§ WORK TASK:
Every line containing the string "building" should be returned from the records.

(Entries taken from a collection)
------------------------------------------------------------------------

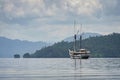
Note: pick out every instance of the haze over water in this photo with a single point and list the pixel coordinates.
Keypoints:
(59, 69)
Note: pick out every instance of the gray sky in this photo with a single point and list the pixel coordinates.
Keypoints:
(52, 20)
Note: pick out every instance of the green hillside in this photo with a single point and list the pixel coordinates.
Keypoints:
(102, 46)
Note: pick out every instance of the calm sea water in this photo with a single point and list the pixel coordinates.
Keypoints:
(59, 69)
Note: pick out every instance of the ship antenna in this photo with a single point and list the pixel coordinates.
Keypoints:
(81, 36)
(74, 37)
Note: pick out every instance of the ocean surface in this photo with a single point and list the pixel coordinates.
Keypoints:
(59, 69)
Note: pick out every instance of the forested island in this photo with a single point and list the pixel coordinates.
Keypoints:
(107, 46)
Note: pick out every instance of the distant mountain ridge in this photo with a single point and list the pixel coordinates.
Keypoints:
(107, 46)
(84, 36)
(9, 47)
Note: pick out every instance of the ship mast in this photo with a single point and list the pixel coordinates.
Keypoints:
(74, 37)
(81, 36)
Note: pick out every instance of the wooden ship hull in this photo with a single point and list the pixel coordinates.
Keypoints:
(79, 54)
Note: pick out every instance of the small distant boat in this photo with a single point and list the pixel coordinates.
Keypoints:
(81, 53)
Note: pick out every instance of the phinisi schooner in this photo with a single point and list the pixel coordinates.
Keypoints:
(80, 53)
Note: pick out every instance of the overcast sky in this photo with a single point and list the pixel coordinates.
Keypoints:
(52, 20)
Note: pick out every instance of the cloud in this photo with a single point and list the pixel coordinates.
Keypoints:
(53, 19)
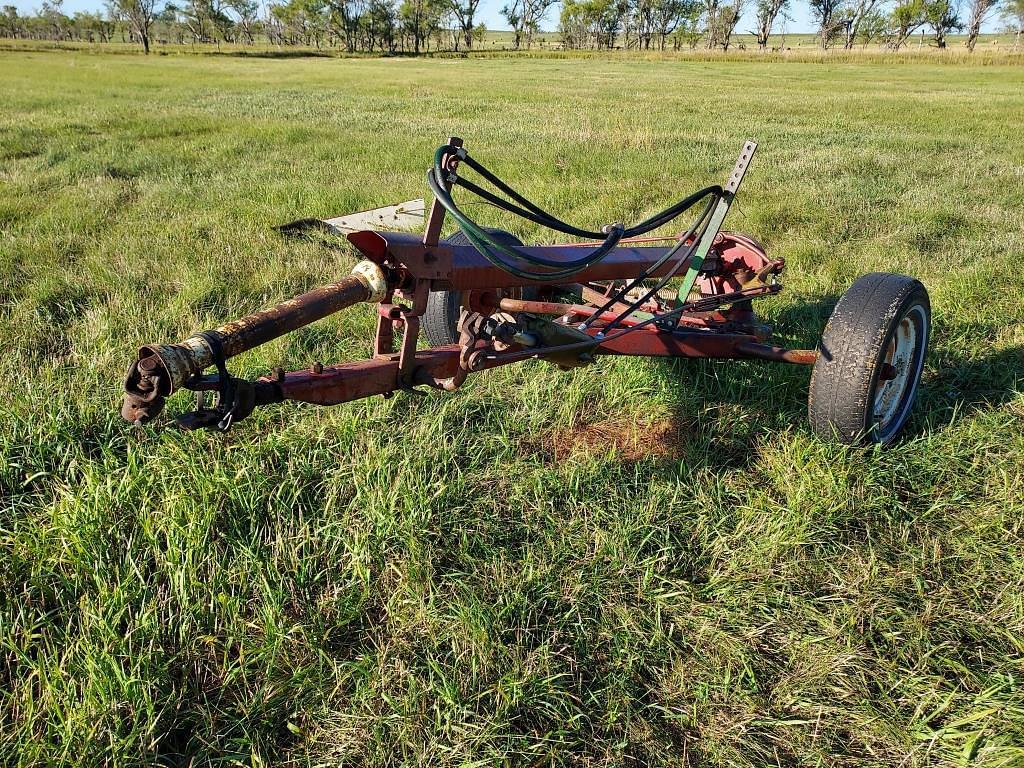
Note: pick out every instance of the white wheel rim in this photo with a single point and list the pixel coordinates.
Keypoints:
(904, 355)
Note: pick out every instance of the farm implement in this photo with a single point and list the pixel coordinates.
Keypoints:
(483, 300)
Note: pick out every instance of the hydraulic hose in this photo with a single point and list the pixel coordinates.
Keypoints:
(509, 257)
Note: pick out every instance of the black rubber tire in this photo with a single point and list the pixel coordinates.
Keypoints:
(846, 379)
(440, 321)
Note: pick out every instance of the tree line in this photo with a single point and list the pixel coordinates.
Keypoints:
(416, 26)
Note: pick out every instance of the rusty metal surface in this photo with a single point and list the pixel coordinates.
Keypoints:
(469, 269)
(351, 381)
(777, 354)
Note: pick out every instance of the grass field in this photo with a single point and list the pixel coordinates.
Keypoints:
(515, 573)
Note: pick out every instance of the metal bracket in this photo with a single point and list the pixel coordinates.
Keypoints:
(745, 155)
(717, 219)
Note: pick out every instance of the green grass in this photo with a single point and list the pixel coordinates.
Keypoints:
(516, 572)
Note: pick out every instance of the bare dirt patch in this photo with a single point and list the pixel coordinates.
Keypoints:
(629, 440)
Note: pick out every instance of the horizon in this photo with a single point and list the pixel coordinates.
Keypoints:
(799, 22)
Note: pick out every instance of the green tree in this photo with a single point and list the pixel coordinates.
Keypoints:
(1013, 14)
(766, 13)
(139, 14)
(980, 10)
(942, 16)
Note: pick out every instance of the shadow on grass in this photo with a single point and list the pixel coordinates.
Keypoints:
(726, 406)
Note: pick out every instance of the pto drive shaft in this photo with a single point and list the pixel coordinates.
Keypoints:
(161, 369)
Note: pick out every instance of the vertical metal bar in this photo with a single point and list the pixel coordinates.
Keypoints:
(717, 219)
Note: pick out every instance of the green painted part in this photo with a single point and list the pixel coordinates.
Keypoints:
(717, 219)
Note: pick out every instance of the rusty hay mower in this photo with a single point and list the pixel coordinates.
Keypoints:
(484, 300)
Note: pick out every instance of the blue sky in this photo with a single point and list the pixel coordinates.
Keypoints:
(489, 13)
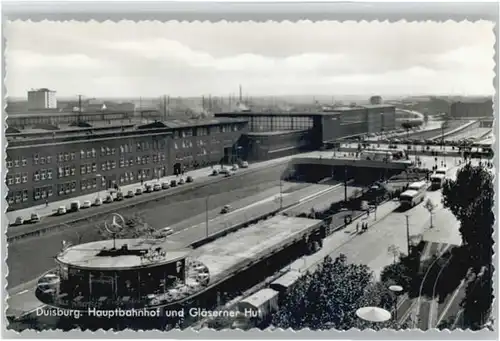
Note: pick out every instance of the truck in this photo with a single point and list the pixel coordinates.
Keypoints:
(256, 310)
(437, 179)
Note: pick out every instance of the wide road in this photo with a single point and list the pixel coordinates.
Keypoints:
(30, 257)
(194, 228)
(323, 201)
(475, 133)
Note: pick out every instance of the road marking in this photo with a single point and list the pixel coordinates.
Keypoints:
(448, 306)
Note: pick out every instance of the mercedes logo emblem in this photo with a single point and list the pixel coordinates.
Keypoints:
(114, 223)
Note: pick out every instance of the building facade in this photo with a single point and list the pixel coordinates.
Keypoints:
(42, 99)
(472, 109)
(47, 167)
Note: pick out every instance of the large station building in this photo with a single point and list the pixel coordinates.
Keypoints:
(272, 135)
(58, 156)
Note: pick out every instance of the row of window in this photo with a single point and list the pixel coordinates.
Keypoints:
(204, 131)
(17, 197)
(66, 187)
(42, 174)
(88, 168)
(63, 172)
(17, 178)
(88, 184)
(41, 159)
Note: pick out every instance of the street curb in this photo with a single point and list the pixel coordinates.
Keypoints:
(181, 190)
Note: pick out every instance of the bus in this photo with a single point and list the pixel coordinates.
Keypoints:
(383, 154)
(414, 195)
(437, 179)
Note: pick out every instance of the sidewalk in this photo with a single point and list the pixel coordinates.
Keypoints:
(201, 173)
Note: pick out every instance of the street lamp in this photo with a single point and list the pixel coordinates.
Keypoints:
(373, 314)
(206, 214)
(396, 289)
(99, 176)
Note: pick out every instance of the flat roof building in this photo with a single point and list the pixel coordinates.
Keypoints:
(42, 99)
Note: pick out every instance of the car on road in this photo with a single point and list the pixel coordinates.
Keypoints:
(119, 196)
(167, 231)
(74, 206)
(18, 221)
(87, 204)
(97, 202)
(35, 218)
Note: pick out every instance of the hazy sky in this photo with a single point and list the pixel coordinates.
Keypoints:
(185, 59)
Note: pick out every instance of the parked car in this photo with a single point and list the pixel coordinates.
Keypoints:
(74, 206)
(167, 231)
(97, 202)
(18, 221)
(87, 204)
(35, 218)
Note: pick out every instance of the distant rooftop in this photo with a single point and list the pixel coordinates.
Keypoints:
(41, 90)
(190, 122)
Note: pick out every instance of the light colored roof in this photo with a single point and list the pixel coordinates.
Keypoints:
(260, 297)
(287, 279)
(87, 256)
(410, 193)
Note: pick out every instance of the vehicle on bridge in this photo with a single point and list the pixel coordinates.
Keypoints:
(414, 195)
(437, 179)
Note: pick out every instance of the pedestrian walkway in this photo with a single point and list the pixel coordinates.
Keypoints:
(201, 173)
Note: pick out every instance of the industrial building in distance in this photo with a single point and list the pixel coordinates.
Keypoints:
(69, 154)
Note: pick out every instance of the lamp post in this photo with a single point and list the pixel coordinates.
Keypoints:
(281, 194)
(206, 214)
(396, 289)
(99, 176)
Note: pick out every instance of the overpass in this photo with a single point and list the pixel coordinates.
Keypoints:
(328, 158)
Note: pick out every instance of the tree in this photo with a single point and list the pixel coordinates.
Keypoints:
(470, 199)
(327, 298)
(430, 206)
(478, 299)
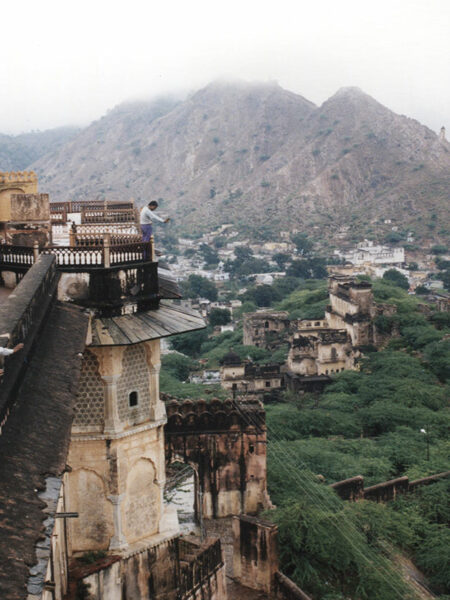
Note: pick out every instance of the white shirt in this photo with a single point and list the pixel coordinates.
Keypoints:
(148, 215)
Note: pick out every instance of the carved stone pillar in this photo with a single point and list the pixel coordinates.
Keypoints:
(112, 421)
(118, 541)
(110, 369)
(153, 356)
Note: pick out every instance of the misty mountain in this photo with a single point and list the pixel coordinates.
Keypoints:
(263, 158)
(17, 152)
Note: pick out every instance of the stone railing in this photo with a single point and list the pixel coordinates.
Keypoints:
(353, 488)
(93, 210)
(20, 321)
(285, 589)
(188, 416)
(111, 252)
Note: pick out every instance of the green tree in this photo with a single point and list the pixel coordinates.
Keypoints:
(303, 244)
(281, 259)
(197, 286)
(219, 316)
(178, 365)
(190, 343)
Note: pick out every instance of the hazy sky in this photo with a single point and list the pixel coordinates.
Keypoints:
(68, 62)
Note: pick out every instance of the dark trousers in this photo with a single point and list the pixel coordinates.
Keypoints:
(146, 232)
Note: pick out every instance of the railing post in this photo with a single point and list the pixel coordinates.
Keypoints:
(152, 248)
(106, 250)
(73, 235)
(35, 250)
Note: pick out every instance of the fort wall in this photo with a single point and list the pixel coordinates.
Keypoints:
(225, 442)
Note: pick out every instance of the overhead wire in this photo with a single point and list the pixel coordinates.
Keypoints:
(380, 563)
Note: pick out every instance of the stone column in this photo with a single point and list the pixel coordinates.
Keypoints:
(152, 353)
(110, 370)
(118, 541)
(255, 555)
(112, 421)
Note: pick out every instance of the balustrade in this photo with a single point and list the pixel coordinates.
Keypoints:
(107, 251)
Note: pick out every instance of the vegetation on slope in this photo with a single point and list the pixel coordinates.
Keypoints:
(388, 420)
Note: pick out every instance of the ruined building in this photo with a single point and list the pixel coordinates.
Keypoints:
(316, 349)
(265, 329)
(84, 434)
(353, 308)
(245, 377)
(91, 314)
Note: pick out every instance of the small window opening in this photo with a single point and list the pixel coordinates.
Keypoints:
(132, 399)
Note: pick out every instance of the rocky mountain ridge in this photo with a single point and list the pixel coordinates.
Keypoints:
(263, 158)
(17, 152)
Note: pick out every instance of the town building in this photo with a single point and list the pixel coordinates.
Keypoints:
(84, 434)
(370, 253)
(265, 329)
(242, 377)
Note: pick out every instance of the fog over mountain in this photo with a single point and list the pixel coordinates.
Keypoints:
(260, 157)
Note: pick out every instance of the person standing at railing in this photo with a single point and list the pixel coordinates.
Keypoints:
(146, 220)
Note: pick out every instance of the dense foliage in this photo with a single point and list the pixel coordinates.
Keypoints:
(388, 420)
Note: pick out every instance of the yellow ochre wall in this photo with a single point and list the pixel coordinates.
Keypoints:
(15, 182)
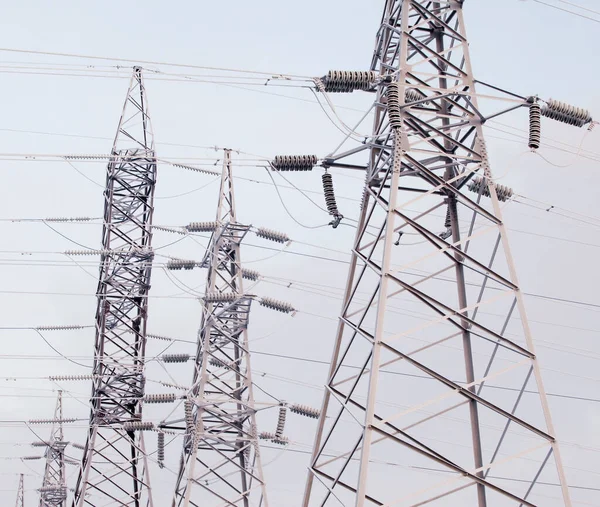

------------------------------------------------------------------------

§ RESPONSE TO THIS TASK:
Note: pick out every instance of the building facade in this photo with a single point and list the pixel coordinates.
Note: pick out every instance of the large station building in this photo with a single point and list the pixel coordinates.
Note: pick out every instance of the flat roof building in this photo with a single point and list the pixel coordinates.
Note: pick out every instance of the industrial building in distance in this photo with a single point and list the pixel coordinates.
Note: pick out every instance of the ruined building in this photo with a single point and list the pixel coordinates.
Note: pick out every instance of the town building in this photo with a single point and list the pixel coordinates.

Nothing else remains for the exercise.